**Page extract**
• • • •

REVERSE MORTGAGE FAQ'S

What is a reverse mortgage loan?

A reverse mortgage is a loan that allows a homeowner 62 or older to convert a part of their home equity into cash or a line of credit. Some loans also let homeowners finance a new home purchase also called a HECM for purchase. With a reverse mortgage loan, you make no loan payments and payment of taxes and insurance are required you continue to live in the comfort of your home.

Unlike a traditional home equity loan or home equity line of credit (HELOC), you don’t have to repay a reverse mortgage until the home is sold** or the last surviving borrower (or a non-borrowing spouse who meets certain requirements) no longer lives in the home. The homeowners must maintain the condition of the home and stay current with property taxes and hazard insurance.

Am I eligible?

To be eligible for a reverse mortgage loan, you must meet the following criteria:

  • You must be age 62 or older.
  • The home must be the borrowers’ primary residence.

• • • •

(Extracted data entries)
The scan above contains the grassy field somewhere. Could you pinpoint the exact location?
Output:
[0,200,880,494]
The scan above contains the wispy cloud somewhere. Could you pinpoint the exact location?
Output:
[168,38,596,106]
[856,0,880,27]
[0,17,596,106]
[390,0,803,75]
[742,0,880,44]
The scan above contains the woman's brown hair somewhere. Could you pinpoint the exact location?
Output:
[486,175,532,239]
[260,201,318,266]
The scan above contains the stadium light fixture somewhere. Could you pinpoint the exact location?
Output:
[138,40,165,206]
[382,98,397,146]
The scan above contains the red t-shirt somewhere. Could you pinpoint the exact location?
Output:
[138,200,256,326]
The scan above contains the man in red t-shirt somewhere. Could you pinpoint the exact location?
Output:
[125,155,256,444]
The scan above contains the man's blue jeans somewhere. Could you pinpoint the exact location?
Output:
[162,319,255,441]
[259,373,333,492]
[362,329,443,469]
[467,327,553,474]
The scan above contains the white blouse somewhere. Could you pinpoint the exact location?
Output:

• • • •

**Problem details**
Please extend the reverse mortgage FAQ above, picking up right after its last line.

**Answer to this task**
  • The home must meet Federal Housing Authority (FHA) minimum property standards and flood requirements.
  • The home must be one of the following property types: single-family home; a two- to four-unit home with one unit occupied by the borrower; or a HUD-approved condominium.

Will the bank own my home?

No. Just like a forward or regular mortgage, as long as you continue to meet the loan terms, such as staying current on property taxes, homeowners insurance, and property charges, you retain full ownership. You can sell the home at any time.

How much money can I get?

You may receive a portion of your home equity. How much depends on a number of factors, including the age of the youngest borrower or non-borrowing spouse, your home value, the amount of equity, FHA lending limits, the current interest rate, and the reverse mortgage product and payment option you choose.

How do I receive the proceeds?

You can take your funds as a:

  • Lump sum
  • Line of credit
  • Monthly payments
  • You can also use a combination of these options

Am I spending my children’s inheritance?

A reverse mortgage loan may help you maintain a quality standard in your retirement years. Because a reverse mortgage loan is a tough decision that may affect other family members, we support you to include them in your decision making process.

When the home is sold or is no longer your primary residence, it’s time to repay the loan. After the loan is paid off, any remaining equity belongs to you or your estate and can be transferred to heirs.

What are the costs connected with a reverse mortgage loan?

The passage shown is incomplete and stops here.